> **What needs to be done**
Summarize the text on the birthday paradox in three sentences.

──────── Text provided

‘Tis the Season for C-Section

The birthday paradox is most commonly presented as a thought experiment: How many people should be invited to a party that the odds of finding two persons sharing the same birthday be more than even? The answer is 23, which is surprisingly low and counter-intuitive. Other than the unexpectedly small numeric value, there is nothing illogical or self-contradictory about the problem; calling it a “paradox” is somewhat of a misnomer persisting for its expressiveness and history.

The paradox is basis of many cryptanalytic techniques, which is why the output lengths of hash functions are twice as long as the keys of symmetric-key encryption algorithms with equivalent security. It can also be used for constructive purposes, such as a micropayment scheme or the mark-and-recapture method for population size estimation.

The standard derivation of the birthday paradox computes the probability that ${n}$ i.i.d. samples from the uniform distribution on ${N}$ objects are all distinct. It turns out that this probability quickly approaches 1/2 when ${n=\lceil\sqrt{N\cdot2\ln 2}\rceil}$ , which for ${N=365}$ results in ${n=23}$ . More precisely, the probability that there is a shared birthday among 22 people (and ${N=365}$ ) is 47.57% and for 23 people it becomes 50.73%, which is more than 1/2.

A simple argument shows that the uniform distribution on ${N}$ objects is actually the “worst” case of the birthday paradox, i.e., if the distribution is non-uniform, then the even odds are achieved for smaller ${n}$ .

We know that birthdays are not distributed uniformly due to the annual cycle of festivities, vacations, and religious customs (Lent and Ramadan suppose abstinence; carnivals in Latin America and the Kupala Night–celebration of the summer solstice in Eastern Europe—emphatically do not). Is the non-uniformity of birthdays sufficient to bring down ${n}$ to a value smaller than 23?

────────────────
──────── Record set

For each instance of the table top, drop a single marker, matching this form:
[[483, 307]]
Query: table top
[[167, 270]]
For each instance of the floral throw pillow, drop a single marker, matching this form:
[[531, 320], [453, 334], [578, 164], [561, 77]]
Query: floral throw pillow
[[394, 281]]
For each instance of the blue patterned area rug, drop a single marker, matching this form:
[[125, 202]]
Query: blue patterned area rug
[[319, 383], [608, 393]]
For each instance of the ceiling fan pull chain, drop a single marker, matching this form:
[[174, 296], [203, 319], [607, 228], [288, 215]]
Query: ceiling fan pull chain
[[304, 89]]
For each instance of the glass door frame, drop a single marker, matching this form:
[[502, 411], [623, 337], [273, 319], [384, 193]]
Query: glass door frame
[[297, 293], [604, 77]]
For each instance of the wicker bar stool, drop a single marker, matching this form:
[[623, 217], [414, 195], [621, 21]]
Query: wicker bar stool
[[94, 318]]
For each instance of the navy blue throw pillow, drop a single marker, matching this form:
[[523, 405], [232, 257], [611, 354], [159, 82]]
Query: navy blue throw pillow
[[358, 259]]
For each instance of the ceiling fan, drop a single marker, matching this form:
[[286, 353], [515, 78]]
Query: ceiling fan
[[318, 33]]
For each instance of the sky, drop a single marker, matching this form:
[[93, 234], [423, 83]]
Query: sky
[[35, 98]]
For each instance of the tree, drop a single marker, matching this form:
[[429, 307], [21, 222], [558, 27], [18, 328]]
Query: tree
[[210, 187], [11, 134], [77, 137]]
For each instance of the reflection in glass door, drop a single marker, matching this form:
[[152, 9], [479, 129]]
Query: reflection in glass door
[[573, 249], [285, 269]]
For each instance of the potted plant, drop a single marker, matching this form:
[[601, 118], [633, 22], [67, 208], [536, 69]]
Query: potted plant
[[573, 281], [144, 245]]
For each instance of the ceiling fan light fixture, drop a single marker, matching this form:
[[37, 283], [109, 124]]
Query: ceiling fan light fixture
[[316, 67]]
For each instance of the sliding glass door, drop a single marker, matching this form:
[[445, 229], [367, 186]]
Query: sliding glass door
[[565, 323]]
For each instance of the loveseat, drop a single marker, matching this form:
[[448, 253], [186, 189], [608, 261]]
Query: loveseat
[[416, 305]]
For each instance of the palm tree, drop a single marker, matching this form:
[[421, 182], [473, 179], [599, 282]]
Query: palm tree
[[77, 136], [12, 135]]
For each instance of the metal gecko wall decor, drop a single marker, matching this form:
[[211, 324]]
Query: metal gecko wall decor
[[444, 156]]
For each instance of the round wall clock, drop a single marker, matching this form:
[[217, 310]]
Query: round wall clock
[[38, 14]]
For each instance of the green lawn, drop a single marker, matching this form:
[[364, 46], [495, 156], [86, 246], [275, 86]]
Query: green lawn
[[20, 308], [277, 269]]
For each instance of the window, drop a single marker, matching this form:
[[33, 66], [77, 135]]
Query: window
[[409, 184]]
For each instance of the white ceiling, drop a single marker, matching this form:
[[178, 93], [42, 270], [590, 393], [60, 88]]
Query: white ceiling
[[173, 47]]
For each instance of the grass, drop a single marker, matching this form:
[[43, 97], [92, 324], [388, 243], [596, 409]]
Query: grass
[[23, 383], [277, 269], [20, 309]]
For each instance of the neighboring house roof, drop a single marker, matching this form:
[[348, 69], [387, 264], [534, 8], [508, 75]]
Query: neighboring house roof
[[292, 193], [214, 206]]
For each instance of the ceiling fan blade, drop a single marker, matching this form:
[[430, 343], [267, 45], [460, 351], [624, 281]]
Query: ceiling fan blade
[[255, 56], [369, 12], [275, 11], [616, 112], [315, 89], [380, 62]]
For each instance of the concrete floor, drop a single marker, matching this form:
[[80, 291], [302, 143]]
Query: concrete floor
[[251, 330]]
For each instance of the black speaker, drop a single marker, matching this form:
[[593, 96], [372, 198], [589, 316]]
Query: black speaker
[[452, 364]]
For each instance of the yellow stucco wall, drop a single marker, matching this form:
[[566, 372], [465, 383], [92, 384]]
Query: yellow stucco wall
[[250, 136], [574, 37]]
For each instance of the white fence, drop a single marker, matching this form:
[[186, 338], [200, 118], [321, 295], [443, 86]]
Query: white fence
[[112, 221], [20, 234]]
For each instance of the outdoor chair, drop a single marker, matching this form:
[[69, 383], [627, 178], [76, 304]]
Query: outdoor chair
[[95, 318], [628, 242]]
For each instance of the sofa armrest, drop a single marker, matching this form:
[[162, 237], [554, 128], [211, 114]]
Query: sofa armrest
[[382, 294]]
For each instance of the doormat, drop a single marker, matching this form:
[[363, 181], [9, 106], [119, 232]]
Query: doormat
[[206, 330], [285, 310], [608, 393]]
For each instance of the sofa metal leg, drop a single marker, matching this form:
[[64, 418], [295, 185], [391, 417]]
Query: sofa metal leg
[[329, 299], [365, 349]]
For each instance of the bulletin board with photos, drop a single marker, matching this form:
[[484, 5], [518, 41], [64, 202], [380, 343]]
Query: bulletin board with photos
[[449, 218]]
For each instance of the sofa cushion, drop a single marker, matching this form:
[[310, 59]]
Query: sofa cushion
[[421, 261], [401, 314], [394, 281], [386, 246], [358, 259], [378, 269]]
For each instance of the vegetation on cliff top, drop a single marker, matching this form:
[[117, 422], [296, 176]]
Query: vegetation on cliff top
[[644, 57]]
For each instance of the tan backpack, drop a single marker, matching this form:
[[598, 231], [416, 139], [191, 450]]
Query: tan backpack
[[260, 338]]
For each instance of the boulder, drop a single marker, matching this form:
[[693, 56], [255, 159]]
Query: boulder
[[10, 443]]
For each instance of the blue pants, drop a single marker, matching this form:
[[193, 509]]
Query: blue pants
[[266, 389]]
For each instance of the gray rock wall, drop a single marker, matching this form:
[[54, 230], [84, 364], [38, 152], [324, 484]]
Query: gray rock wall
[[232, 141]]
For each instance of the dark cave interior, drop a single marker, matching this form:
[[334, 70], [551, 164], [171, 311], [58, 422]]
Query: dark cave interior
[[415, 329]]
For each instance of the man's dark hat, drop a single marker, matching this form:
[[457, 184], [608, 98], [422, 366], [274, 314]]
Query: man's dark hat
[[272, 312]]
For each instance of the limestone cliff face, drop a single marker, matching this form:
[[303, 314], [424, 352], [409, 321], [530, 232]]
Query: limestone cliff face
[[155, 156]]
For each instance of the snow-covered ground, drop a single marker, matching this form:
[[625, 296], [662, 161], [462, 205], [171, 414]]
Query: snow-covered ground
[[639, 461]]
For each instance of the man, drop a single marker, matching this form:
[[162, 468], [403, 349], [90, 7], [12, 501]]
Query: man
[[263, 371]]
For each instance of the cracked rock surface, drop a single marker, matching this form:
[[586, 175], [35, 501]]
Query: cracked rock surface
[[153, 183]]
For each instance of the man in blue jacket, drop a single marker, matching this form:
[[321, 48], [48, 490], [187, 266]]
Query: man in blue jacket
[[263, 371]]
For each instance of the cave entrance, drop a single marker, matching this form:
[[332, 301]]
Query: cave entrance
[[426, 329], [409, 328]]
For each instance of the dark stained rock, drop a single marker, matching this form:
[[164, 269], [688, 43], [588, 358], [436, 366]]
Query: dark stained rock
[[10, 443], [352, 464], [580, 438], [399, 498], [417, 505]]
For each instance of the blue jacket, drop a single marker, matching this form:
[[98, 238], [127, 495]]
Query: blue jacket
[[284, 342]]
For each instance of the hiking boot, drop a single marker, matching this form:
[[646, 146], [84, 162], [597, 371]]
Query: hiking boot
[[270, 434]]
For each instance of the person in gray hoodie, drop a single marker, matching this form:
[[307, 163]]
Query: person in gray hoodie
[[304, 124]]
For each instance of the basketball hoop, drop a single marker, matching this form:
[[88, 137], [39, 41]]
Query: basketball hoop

────────────────

> **Response**
The birthday paradox asks how many people must attend a party for the odds that two of them share a birthday to exceed even, and the surprisingly low answer is 23. The paradox underlies many cryptanalytic techniques and also has constructive uses, such as a micropayment scheme and the mark-and-recapture method for estimating population size. Since the uniform distribution is the worst case and real birthdays are not uniformly distributed, the text asks whether this non-uniformity is enough to bring the number below 23.